Start of Provided entries

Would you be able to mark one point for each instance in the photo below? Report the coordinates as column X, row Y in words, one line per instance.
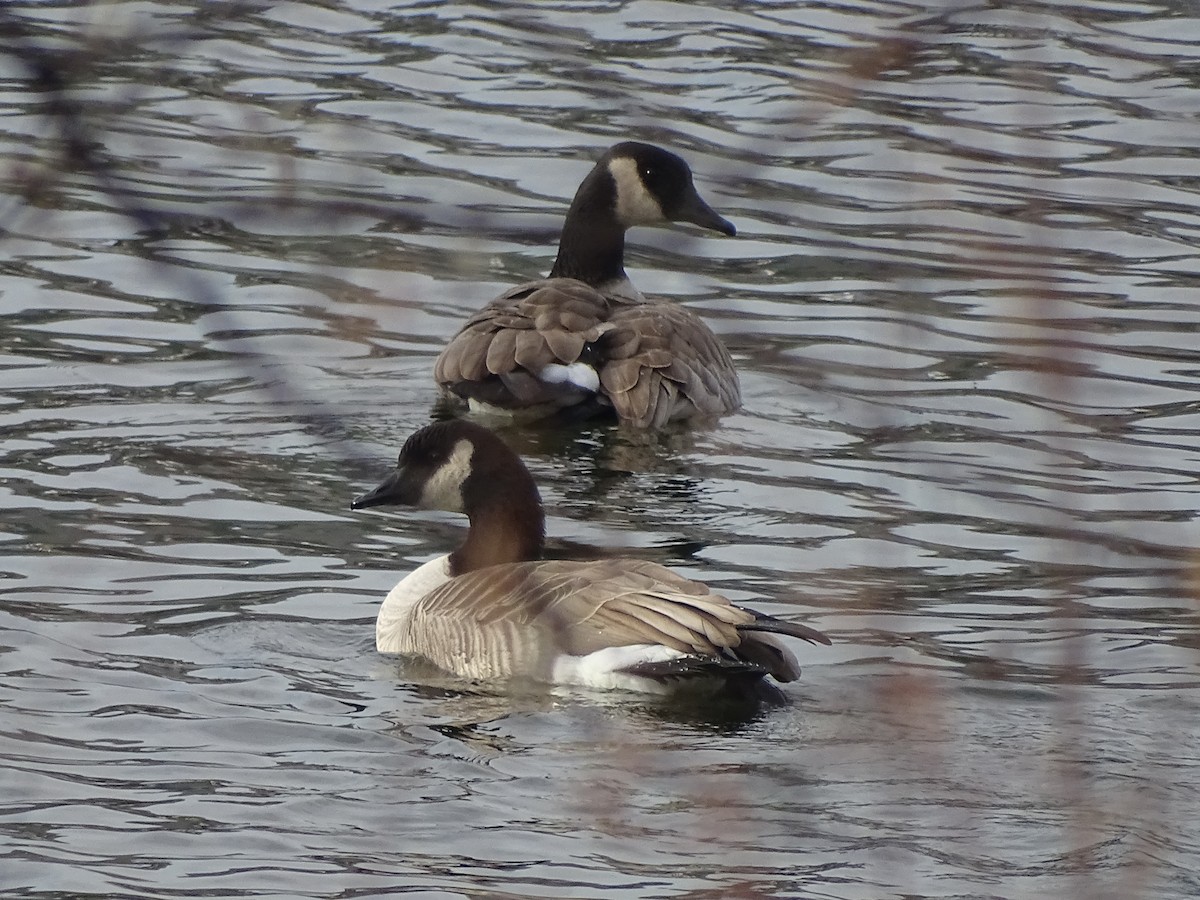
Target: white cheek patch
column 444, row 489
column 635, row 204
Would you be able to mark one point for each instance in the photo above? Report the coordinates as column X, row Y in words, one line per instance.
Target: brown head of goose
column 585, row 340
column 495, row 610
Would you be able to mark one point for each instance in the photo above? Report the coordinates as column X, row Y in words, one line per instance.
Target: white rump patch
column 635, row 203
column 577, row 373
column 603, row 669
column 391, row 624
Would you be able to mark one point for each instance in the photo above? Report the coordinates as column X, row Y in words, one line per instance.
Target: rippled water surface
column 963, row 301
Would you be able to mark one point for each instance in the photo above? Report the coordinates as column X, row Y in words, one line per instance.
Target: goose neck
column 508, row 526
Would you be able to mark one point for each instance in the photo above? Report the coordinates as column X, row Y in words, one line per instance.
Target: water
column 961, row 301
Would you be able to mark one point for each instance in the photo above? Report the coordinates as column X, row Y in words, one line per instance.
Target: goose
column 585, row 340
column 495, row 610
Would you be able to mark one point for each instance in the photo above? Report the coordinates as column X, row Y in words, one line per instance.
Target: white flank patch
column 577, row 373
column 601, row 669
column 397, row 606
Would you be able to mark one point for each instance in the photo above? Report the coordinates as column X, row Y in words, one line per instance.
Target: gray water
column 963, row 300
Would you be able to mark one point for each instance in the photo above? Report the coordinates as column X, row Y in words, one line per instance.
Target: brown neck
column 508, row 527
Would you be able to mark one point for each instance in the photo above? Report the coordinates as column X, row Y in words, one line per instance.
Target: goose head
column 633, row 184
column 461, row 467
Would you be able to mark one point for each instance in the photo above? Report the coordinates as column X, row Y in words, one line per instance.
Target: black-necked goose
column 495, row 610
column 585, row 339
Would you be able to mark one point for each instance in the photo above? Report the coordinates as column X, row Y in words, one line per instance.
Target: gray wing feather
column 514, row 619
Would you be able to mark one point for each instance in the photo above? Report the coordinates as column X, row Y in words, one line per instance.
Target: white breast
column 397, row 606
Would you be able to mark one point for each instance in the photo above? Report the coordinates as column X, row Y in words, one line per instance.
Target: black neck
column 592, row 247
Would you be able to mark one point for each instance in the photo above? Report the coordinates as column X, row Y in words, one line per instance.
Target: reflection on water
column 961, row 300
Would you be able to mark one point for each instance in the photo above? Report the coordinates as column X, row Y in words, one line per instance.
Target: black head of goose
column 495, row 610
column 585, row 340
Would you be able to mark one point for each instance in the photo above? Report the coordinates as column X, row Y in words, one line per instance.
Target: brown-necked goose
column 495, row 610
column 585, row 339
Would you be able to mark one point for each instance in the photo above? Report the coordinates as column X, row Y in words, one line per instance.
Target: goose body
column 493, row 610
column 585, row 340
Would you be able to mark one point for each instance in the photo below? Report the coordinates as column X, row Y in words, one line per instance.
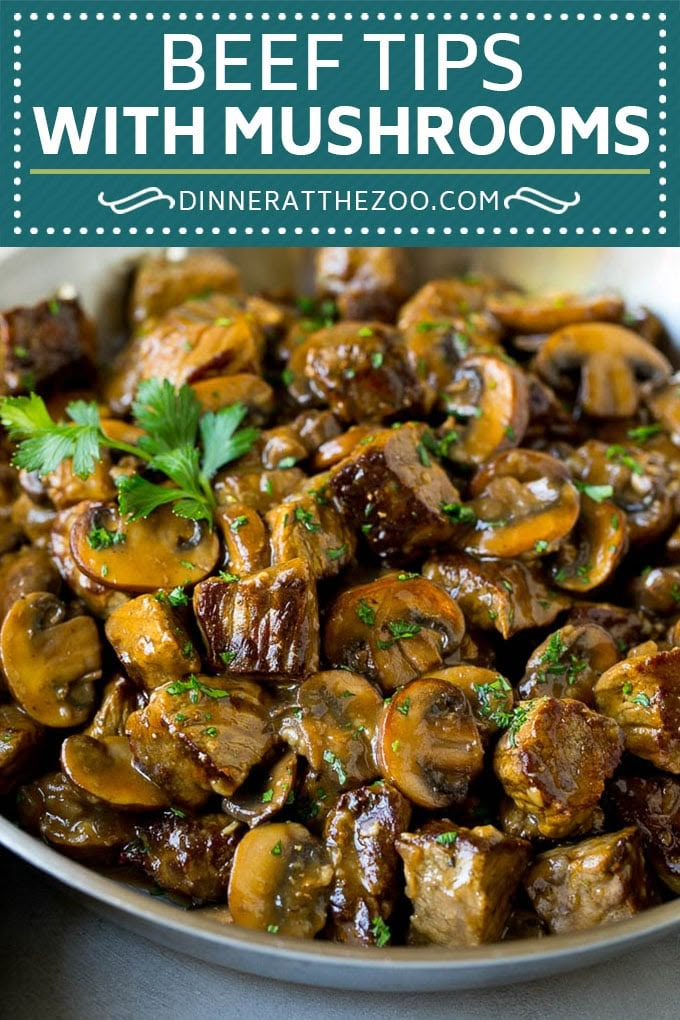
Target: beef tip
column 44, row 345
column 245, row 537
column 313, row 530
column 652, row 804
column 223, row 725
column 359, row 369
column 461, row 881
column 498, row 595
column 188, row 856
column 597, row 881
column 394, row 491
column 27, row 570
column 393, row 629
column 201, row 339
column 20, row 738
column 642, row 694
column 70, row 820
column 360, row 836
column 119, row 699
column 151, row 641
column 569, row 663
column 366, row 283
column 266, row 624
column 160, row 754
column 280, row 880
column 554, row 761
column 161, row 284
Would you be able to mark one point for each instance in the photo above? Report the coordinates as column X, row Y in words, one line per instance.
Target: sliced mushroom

End of Provided entries
Start of Provided entries

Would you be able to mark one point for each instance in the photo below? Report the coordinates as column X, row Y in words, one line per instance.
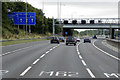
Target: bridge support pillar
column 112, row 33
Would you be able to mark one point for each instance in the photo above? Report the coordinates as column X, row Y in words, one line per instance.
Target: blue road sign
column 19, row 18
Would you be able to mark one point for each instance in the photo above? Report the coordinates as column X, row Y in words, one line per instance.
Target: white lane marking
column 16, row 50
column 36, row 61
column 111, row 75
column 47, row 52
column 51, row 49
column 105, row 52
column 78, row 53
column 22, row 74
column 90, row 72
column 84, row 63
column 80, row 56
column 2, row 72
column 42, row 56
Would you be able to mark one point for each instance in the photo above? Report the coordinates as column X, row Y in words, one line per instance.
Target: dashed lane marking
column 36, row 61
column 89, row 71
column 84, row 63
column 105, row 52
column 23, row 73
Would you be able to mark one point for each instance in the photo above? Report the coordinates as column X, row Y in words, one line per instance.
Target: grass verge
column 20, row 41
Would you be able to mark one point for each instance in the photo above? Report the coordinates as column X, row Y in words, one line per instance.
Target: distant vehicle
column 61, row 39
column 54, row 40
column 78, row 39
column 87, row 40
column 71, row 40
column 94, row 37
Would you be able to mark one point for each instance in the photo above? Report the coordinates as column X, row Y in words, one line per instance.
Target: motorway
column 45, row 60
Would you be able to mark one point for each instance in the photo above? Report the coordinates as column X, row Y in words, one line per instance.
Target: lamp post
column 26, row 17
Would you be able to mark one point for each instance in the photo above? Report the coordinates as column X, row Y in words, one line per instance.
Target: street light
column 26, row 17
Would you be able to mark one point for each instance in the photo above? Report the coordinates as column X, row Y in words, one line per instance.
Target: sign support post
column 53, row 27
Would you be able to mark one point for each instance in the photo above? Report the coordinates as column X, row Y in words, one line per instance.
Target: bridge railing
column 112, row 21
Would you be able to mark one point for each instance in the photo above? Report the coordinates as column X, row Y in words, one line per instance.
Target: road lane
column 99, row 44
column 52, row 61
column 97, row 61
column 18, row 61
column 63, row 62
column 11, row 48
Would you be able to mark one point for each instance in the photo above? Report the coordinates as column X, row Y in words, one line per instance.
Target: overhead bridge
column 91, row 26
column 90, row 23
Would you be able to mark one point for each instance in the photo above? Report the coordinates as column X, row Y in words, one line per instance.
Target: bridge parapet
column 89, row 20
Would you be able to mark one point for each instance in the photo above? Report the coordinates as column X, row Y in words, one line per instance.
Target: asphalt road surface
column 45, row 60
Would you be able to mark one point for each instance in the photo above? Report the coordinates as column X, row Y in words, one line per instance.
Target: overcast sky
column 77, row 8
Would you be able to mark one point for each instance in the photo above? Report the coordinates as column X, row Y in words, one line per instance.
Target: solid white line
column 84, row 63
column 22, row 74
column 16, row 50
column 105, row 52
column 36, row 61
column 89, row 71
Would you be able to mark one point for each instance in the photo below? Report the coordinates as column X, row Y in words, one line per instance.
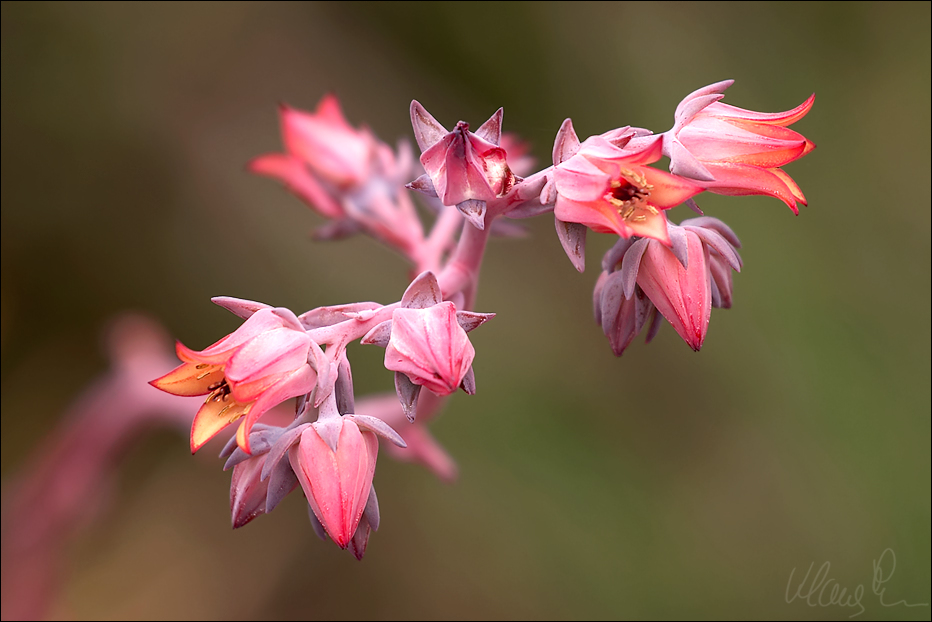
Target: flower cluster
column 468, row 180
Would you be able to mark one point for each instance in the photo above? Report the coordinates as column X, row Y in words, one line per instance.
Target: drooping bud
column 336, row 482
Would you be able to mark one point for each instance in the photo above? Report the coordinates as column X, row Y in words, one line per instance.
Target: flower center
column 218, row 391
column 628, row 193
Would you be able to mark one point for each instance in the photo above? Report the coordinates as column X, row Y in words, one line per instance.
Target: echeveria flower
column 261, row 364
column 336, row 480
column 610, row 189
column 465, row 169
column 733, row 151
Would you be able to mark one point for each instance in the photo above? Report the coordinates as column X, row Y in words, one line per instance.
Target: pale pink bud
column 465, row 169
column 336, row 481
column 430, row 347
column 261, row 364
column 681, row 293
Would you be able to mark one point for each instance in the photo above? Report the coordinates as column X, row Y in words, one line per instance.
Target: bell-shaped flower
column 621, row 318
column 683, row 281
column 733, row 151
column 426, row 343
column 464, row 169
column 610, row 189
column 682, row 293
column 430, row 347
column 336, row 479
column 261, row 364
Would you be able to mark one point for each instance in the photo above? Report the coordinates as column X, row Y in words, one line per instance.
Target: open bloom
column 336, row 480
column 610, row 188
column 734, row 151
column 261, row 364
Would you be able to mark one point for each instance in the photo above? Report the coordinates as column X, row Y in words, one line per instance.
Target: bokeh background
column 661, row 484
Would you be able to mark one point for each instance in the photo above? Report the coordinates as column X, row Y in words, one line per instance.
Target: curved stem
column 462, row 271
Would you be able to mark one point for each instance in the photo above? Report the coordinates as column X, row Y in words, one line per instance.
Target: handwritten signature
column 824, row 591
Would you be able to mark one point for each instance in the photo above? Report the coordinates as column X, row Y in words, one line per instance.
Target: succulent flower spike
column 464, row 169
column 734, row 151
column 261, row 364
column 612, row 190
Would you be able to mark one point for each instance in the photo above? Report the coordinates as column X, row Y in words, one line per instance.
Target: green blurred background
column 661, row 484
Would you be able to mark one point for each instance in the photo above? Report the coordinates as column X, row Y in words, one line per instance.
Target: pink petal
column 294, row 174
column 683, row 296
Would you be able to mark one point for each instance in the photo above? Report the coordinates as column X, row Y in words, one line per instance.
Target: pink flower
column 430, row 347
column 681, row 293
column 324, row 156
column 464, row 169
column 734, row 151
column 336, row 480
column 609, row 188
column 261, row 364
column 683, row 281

End of Provided entries

→ Activity
Among the lines above, find the one with "Target: beef tip" and the one with "Target: sliced mushroom". Quote both and everything between them, exactly.

→ Response below
Target: beef tip
column 44, row 345
column 245, row 537
column 313, row 530
column 652, row 804
column 223, row 725
column 359, row 369
column 461, row 881
column 498, row 595
column 188, row 856
column 597, row 881
column 394, row 491
column 27, row 570
column 393, row 629
column 201, row 339
column 20, row 738
column 642, row 694
column 70, row 820
column 360, row 836
column 119, row 699
column 151, row 641
column 569, row 663
column 366, row 283
column 266, row 624
column 160, row 754
column 280, row 880
column 554, row 761
column 161, row 284
Would you be able to mark one point for each instance in the photo above? Report the coordinates as column X, row Y in words, one line per instance.
Target: sliced mushroom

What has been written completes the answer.